EXERCISE DETAILS ::
Can you reproduce every line of the records below word for word, leaving out the pictures?

Records from a collection ::
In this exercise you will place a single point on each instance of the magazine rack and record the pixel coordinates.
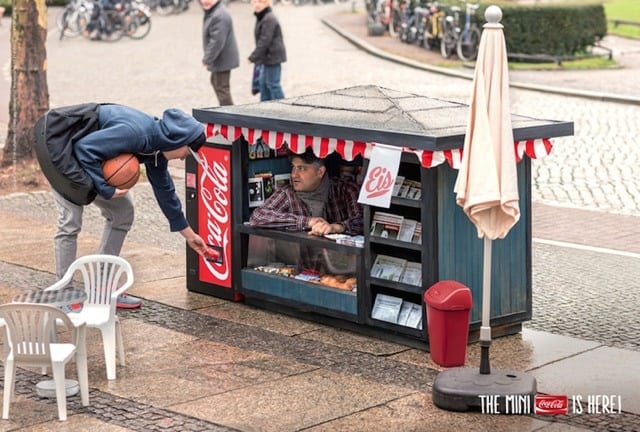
(349, 121)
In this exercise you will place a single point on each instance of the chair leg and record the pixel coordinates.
(61, 389)
(120, 343)
(109, 346)
(9, 377)
(83, 377)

RESPONSE TO THE TASK ::
In this exercise you will place a single point on each instance of the magazine rack and record the pixel coordinates.
(349, 121)
In this exercise you will place a single point on each instance of the chair leg and record the pixel coordinates.
(61, 389)
(120, 343)
(109, 346)
(9, 377)
(83, 377)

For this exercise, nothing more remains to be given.